* **TASK MATERIAL**

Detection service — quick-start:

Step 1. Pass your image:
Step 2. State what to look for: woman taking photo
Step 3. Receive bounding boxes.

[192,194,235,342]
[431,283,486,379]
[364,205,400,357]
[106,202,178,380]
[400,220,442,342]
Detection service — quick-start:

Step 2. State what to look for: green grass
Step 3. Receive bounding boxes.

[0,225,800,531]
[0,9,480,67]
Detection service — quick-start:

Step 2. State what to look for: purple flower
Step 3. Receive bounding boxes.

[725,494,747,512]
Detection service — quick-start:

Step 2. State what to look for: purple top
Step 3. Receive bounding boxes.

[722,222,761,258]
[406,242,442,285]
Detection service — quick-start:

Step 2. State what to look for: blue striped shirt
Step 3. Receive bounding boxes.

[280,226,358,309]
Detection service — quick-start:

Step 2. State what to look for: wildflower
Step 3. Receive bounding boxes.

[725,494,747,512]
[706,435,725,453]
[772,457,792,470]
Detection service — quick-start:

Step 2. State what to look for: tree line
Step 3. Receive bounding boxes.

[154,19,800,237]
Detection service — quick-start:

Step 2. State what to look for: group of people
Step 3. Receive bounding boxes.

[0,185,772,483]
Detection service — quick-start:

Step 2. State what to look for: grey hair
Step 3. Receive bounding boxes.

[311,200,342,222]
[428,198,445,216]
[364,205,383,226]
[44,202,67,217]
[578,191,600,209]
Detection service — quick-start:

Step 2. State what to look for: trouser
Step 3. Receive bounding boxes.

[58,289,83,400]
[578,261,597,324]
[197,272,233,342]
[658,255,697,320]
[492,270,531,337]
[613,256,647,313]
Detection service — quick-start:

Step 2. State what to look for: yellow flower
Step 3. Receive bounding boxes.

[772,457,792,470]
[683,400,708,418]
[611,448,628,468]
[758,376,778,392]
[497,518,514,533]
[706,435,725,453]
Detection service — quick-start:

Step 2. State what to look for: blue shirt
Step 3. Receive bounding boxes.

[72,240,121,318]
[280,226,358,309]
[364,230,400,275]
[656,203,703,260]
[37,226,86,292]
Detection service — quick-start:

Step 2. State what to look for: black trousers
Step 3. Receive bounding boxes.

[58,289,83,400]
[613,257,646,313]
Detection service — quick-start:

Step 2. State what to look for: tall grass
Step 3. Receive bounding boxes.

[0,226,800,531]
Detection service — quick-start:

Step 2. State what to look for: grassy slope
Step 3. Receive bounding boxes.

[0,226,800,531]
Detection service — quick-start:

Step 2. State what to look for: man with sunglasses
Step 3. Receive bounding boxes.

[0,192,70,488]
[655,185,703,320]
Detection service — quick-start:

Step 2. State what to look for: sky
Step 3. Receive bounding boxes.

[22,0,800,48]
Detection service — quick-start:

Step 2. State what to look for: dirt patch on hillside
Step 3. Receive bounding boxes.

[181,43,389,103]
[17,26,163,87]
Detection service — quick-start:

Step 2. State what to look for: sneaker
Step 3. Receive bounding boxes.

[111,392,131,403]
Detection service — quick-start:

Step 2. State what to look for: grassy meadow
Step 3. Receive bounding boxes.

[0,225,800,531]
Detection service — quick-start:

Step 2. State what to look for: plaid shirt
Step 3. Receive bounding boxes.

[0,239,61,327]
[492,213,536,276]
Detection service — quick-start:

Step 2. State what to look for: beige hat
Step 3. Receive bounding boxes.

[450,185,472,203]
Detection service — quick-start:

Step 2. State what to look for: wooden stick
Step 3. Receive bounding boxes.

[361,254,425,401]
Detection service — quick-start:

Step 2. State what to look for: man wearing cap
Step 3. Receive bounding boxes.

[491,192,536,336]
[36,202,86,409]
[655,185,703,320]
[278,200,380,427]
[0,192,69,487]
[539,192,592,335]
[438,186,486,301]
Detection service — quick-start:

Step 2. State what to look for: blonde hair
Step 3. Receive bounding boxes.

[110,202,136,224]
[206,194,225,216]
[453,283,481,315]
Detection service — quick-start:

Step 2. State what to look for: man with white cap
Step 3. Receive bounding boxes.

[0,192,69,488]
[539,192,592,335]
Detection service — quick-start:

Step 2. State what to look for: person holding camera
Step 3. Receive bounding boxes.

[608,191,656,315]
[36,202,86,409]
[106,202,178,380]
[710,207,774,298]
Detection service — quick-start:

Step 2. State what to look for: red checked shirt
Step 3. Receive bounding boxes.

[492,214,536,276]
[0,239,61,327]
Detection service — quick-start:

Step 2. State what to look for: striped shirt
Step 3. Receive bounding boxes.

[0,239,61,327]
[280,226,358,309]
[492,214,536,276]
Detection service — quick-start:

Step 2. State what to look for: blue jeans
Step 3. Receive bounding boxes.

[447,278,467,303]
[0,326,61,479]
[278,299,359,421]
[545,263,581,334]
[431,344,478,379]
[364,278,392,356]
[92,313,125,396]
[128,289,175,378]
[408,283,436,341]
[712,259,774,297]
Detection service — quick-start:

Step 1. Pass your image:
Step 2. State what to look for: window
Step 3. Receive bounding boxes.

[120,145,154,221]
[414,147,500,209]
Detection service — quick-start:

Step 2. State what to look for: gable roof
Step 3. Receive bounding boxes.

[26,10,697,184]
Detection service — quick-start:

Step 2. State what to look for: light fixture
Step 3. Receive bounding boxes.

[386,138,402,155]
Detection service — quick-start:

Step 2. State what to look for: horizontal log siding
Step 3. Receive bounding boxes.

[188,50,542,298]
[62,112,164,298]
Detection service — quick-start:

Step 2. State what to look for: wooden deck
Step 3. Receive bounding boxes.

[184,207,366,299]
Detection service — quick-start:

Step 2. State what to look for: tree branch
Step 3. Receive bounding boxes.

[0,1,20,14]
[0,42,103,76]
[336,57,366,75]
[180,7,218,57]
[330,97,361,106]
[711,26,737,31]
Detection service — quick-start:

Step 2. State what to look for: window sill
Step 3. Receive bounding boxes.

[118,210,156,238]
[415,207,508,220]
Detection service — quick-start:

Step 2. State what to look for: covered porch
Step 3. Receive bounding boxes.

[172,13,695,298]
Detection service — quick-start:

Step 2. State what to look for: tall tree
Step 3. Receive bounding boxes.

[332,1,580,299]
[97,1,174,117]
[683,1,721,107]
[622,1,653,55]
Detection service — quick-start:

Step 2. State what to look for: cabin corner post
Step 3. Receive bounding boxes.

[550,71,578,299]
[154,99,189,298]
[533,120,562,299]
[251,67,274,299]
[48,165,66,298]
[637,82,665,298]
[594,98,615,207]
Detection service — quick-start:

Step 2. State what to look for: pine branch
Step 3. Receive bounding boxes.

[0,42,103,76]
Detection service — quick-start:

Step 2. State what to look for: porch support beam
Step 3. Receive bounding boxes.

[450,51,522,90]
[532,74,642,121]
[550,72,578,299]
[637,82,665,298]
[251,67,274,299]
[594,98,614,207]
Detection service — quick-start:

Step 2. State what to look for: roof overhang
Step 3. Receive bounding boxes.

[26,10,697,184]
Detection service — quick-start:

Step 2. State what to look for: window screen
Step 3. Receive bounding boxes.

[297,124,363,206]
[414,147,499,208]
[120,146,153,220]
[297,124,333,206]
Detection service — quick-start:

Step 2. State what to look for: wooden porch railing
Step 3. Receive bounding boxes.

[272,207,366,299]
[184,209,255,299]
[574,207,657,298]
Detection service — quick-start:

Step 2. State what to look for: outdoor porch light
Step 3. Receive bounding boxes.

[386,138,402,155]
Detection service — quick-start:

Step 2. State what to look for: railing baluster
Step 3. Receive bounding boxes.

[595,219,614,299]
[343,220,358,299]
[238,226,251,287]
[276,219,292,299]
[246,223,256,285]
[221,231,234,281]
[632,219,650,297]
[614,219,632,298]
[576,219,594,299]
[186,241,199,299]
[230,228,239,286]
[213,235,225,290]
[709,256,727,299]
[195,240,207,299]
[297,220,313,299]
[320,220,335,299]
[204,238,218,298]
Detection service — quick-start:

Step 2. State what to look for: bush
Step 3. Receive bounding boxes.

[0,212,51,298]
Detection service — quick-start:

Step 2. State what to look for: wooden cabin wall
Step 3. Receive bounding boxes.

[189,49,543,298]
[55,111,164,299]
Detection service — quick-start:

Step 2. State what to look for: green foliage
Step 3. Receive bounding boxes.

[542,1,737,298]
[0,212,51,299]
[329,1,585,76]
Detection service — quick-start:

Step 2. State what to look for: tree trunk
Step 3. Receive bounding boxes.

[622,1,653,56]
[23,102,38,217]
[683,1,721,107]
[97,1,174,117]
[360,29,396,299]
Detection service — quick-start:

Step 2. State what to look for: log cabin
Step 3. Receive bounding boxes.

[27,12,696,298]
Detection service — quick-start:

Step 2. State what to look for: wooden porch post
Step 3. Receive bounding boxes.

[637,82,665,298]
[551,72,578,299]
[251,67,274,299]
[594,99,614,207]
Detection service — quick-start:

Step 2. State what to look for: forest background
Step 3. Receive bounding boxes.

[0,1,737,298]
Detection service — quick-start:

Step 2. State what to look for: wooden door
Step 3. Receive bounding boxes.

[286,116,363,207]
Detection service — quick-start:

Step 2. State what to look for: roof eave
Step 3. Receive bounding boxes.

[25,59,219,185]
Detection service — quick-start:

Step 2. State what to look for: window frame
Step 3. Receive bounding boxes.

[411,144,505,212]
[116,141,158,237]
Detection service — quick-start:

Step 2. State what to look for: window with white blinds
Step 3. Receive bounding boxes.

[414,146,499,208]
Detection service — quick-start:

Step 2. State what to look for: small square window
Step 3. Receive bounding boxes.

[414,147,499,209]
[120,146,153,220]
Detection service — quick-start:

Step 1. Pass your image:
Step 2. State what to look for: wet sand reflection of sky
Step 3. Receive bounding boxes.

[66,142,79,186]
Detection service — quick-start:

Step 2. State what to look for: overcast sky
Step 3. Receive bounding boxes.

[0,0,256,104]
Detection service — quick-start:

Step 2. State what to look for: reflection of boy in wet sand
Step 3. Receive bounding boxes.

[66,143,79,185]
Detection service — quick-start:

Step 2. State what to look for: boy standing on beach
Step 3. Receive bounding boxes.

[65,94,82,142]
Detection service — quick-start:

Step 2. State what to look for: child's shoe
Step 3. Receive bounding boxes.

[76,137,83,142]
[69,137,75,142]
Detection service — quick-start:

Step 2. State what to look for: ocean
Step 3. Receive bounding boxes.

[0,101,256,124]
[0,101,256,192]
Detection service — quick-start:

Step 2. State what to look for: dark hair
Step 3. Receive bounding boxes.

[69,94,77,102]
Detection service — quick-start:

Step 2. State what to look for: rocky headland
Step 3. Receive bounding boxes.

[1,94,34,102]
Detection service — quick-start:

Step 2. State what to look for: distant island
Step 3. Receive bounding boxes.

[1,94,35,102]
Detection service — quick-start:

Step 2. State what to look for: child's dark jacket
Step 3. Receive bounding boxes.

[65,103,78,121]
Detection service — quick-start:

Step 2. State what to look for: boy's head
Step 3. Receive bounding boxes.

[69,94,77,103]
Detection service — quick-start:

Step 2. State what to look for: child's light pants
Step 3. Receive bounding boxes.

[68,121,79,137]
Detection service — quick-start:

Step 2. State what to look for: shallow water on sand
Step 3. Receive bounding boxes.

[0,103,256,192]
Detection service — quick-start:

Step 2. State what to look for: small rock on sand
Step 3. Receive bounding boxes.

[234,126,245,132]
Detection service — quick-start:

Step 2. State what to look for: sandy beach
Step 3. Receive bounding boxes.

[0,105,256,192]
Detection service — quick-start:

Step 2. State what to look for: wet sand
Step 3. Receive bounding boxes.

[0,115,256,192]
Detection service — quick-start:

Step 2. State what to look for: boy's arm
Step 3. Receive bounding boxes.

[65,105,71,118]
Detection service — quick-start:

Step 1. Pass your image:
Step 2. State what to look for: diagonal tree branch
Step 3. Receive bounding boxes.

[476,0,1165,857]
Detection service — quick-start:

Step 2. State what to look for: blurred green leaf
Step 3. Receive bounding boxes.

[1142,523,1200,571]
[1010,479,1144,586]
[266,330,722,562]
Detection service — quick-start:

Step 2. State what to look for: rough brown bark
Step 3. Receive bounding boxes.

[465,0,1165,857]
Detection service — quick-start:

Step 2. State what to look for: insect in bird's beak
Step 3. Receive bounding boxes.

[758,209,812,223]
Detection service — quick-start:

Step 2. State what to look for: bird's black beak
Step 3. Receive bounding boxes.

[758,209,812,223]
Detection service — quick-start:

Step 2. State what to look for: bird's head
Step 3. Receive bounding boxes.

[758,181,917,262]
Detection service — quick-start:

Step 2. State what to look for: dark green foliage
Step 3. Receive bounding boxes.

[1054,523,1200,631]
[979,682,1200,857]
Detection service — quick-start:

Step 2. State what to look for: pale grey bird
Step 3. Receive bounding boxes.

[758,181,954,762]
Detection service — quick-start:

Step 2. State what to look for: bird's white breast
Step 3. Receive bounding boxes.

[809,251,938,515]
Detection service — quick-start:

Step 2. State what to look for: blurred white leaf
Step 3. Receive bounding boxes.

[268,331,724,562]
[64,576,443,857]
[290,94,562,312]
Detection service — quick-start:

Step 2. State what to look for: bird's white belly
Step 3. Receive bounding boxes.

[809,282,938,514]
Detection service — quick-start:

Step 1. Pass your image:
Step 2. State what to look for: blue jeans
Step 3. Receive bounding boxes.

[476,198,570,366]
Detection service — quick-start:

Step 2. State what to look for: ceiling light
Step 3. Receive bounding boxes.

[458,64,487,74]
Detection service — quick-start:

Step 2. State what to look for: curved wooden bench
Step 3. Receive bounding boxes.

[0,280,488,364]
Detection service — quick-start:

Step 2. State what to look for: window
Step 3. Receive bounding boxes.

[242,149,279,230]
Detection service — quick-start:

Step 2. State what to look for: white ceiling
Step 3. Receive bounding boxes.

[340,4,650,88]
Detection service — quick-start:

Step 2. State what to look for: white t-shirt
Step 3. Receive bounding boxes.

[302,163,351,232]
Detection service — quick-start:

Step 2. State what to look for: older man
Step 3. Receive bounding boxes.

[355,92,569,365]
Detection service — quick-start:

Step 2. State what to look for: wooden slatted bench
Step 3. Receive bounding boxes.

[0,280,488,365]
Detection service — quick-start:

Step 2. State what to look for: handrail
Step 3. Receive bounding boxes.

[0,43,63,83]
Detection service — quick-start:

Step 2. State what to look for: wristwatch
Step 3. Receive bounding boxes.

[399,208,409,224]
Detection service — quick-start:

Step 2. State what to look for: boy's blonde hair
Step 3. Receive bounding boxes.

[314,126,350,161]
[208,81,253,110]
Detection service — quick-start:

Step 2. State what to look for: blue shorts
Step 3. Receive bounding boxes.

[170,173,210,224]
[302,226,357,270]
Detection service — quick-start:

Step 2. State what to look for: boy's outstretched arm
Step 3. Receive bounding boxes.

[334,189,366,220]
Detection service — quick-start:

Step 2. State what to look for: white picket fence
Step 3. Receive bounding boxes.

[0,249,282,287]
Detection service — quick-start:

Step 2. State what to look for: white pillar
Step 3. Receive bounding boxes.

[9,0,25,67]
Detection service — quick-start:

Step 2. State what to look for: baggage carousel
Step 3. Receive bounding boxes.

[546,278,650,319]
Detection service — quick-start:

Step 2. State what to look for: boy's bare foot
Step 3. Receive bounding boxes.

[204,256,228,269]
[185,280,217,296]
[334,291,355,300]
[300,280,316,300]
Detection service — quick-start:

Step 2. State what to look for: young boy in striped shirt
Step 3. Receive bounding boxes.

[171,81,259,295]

* **DO THIS**
Please count how many lines of the listing above contain the word "blue", and reply with that number only.

* **EXPECTED ANSWER**
5